Seams can help. Seams are both the logical separation between team charters and the connective tissue for team collaboration. For example, for a mobile point of sale app, “Seller” and “Buyer” may be a reasonable seam — one team focused on features that sellers/cashiers are likely to use whereas another team focused on features that buyers are likely to interact with while transacting, with both teams working together on features that impact both. For a workforce management product, “Scheduling”, “Time Tracking” and “Employee Onboarding” may be the right set of charters and seams. In other cases, seams designed around key organizational objectives or top company priorities may be the right way to go.

In any case — managers must be able to explain both the charter and the seams in their org design in plain English. If we are unable to draft clear, public written communication to explain this to our teams, it’s time to revisit the drawing board.

▶ Provided records:
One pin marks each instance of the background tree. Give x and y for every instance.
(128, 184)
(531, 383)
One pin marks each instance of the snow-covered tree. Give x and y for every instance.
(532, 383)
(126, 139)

▶ The problem:
Please reproduce the passage on team seams word for word, starting with "Seams can help." and going on through "right way to go.". Rely only on the passage on team seams.

▶ Finished task:
Seams can help. Seams are both the logical separation between team charters and the connective tissue for team collaboration. For example, for a mobile point of sale app, “Seller” and “Buyer” may be a reasonable seam — one team focused on features that sellers/cashiers are likely to use whereas another team focused on features that buyers are likely to interact with while transacting, with both teams working together on features that impact both. For a workforce management product, “Scheduling”, “Time Tracking” and “Employee Onboarding” may be the right set of charters and seams. In other cases, seams designed around key organizational objectives or top company priorities may be the right way to go.